**Brief:** Tally the lines in the entries where the string "bite" appears, and write only the total.

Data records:
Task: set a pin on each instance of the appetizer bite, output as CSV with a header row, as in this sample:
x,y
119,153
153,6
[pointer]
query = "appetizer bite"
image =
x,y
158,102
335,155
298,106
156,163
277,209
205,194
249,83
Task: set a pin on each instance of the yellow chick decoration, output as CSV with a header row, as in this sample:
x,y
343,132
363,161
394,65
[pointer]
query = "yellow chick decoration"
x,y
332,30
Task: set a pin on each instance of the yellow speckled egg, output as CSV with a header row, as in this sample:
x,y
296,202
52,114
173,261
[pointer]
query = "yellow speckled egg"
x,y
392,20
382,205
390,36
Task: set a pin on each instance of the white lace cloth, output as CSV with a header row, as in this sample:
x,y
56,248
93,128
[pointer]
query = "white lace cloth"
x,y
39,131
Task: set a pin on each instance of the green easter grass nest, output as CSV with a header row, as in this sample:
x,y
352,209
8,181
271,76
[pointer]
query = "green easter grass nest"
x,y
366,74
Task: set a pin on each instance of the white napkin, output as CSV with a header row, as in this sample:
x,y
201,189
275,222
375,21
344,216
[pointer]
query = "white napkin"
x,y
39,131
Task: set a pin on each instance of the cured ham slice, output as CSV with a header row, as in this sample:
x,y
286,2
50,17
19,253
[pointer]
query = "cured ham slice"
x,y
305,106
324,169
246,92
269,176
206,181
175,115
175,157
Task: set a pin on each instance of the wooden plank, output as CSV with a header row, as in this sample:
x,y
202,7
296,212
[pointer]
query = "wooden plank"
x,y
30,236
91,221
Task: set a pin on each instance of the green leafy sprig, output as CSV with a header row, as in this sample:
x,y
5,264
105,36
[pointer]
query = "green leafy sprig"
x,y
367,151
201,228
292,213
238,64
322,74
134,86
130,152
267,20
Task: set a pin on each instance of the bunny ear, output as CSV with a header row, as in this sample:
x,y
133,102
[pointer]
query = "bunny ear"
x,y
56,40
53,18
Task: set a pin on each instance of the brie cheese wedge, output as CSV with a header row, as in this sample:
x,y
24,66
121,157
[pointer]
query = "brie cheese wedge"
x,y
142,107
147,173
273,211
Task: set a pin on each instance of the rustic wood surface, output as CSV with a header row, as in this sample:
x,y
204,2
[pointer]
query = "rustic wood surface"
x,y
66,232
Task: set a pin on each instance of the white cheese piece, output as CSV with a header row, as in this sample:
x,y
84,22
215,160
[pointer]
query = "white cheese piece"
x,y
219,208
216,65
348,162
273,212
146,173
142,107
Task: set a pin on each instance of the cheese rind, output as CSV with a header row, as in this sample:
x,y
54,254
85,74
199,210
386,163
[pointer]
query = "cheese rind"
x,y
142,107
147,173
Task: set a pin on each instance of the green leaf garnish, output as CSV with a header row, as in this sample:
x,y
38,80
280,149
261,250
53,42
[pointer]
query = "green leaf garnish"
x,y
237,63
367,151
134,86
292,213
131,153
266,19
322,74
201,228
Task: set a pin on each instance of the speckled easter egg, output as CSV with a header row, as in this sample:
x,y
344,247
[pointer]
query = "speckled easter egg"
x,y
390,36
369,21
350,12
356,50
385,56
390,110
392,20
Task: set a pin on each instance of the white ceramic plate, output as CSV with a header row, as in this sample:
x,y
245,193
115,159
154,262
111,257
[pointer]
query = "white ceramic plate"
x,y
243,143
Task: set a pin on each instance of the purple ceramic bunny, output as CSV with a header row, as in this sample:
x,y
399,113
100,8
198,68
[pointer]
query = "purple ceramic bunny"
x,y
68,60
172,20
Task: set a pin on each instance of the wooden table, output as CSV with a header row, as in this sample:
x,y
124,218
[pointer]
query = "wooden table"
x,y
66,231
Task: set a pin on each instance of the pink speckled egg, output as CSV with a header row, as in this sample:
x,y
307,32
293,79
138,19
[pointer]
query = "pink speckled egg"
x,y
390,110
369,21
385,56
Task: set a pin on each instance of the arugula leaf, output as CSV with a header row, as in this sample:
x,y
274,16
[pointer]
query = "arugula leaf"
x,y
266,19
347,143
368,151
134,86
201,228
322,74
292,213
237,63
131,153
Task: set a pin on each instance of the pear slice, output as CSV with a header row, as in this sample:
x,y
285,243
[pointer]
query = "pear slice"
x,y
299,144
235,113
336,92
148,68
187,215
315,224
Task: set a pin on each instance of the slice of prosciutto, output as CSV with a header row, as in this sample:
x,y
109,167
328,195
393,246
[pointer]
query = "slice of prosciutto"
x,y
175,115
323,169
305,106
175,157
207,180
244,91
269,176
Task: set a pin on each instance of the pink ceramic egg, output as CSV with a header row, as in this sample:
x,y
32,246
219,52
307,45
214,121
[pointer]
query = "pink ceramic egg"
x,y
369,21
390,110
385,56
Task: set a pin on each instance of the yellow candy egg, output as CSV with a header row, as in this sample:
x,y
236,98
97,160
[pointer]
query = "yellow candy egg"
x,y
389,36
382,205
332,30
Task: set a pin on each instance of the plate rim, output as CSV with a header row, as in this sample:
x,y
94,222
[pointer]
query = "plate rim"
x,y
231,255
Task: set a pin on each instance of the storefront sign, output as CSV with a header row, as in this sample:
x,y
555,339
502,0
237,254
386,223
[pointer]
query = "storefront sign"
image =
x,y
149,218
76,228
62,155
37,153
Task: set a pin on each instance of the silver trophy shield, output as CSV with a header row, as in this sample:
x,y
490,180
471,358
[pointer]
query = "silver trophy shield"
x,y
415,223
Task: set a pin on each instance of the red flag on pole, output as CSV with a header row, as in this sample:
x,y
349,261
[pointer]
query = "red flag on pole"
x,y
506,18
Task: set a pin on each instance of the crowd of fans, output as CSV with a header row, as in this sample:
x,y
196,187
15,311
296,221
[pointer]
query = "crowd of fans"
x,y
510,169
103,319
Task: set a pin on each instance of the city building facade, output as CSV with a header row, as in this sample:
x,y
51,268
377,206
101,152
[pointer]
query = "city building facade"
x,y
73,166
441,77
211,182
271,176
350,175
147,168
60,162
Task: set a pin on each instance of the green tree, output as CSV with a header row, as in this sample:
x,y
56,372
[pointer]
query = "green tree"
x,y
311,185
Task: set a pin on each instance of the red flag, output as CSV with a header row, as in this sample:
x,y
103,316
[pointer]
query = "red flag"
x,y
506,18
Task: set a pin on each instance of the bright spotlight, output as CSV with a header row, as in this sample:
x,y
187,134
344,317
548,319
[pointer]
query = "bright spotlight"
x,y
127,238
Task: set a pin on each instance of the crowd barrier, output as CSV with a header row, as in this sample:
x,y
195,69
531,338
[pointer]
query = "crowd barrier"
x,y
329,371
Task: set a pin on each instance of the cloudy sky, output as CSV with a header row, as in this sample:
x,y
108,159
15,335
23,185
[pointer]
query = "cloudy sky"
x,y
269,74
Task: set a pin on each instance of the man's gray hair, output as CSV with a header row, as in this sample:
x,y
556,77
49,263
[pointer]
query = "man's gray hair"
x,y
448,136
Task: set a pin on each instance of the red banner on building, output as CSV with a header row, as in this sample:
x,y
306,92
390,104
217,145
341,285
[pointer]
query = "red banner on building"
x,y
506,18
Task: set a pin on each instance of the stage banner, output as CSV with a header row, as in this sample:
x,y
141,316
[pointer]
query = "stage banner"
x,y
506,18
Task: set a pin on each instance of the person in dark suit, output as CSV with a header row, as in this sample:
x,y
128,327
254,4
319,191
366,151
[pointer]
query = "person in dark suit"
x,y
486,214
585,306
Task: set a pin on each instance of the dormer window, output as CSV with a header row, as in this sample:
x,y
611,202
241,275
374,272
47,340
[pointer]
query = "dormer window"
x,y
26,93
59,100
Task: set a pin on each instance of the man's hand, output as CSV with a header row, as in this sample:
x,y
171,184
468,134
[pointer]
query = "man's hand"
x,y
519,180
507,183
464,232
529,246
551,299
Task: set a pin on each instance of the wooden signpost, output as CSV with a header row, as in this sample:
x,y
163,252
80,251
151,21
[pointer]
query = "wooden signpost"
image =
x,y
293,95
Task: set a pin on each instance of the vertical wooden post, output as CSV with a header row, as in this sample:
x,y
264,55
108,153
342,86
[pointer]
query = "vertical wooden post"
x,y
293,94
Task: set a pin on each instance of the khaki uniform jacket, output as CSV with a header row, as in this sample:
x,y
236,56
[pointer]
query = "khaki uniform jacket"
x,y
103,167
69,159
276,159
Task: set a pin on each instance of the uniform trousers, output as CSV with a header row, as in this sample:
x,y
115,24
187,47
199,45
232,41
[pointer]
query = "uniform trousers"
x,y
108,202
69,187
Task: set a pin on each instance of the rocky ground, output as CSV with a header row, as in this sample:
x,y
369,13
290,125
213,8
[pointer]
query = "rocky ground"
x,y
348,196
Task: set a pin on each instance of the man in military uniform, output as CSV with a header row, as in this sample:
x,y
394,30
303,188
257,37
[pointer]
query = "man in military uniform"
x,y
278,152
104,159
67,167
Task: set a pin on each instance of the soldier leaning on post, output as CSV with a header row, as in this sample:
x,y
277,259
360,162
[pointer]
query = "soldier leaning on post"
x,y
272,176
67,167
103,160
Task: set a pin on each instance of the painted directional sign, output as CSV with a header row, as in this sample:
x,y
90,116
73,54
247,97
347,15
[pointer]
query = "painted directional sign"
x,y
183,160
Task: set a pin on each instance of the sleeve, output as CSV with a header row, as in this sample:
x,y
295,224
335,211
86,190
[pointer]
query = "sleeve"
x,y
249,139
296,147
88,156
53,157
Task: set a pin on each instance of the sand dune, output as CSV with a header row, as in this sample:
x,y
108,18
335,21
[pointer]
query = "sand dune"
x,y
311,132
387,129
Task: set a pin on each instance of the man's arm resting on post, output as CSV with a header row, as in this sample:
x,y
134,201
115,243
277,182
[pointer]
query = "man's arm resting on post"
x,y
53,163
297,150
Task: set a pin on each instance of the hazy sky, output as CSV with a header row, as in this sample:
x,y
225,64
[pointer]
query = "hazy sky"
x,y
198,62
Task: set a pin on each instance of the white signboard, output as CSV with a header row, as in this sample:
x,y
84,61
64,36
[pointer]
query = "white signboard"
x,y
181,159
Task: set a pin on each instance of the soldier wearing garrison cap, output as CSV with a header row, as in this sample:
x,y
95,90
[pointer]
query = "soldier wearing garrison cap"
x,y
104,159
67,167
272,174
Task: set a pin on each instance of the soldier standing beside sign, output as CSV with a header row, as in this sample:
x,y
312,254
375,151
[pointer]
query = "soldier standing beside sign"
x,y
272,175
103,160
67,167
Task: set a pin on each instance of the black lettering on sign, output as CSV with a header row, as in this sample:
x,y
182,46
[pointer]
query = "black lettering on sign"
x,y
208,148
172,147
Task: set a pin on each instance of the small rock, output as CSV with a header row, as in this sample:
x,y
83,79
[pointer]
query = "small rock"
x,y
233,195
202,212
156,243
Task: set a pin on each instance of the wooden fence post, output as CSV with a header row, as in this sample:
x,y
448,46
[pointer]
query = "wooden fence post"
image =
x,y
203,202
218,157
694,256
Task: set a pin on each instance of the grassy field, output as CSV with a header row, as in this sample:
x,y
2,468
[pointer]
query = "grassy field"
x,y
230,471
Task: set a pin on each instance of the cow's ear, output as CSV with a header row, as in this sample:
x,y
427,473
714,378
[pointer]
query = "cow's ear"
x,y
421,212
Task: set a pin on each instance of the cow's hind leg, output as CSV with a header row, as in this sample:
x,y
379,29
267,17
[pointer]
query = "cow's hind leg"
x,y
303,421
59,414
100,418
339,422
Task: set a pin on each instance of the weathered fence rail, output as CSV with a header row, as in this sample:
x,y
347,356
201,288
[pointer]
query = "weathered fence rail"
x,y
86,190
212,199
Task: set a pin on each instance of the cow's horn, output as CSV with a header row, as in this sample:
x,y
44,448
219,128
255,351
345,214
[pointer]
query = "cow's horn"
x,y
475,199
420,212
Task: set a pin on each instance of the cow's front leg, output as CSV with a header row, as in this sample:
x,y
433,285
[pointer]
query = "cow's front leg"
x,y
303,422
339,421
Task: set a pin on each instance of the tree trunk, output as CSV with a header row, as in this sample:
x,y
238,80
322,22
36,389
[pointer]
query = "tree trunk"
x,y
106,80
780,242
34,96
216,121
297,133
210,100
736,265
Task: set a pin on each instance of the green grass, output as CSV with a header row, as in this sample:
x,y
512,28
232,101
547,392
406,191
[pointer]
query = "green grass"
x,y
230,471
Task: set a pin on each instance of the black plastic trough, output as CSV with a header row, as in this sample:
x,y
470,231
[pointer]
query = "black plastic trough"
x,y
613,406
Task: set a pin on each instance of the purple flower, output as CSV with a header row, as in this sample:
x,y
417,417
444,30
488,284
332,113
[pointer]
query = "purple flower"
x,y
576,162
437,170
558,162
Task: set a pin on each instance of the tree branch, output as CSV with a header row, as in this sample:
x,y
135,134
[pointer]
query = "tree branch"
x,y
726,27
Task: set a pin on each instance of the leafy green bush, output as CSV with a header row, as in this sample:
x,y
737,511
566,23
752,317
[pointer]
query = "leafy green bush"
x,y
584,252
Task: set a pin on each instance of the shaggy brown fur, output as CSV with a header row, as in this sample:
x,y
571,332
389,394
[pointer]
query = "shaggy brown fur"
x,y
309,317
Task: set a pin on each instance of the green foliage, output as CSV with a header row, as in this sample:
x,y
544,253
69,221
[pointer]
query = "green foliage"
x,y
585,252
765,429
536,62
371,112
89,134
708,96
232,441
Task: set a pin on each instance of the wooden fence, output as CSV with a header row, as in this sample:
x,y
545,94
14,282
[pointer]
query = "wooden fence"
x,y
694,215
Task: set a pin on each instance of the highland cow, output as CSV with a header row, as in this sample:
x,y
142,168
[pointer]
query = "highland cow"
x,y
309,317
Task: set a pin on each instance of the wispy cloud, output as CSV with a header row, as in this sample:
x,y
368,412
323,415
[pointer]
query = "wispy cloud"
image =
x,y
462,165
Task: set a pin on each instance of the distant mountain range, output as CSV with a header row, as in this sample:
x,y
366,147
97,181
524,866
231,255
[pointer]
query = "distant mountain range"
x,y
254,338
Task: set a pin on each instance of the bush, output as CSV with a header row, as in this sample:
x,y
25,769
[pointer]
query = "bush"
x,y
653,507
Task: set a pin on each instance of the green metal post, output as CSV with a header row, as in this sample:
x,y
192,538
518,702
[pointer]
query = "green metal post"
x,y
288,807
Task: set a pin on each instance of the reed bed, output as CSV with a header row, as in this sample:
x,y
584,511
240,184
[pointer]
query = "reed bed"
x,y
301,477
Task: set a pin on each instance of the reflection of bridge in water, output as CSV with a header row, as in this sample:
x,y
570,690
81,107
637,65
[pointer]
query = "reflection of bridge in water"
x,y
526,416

**Answer for the task:** 2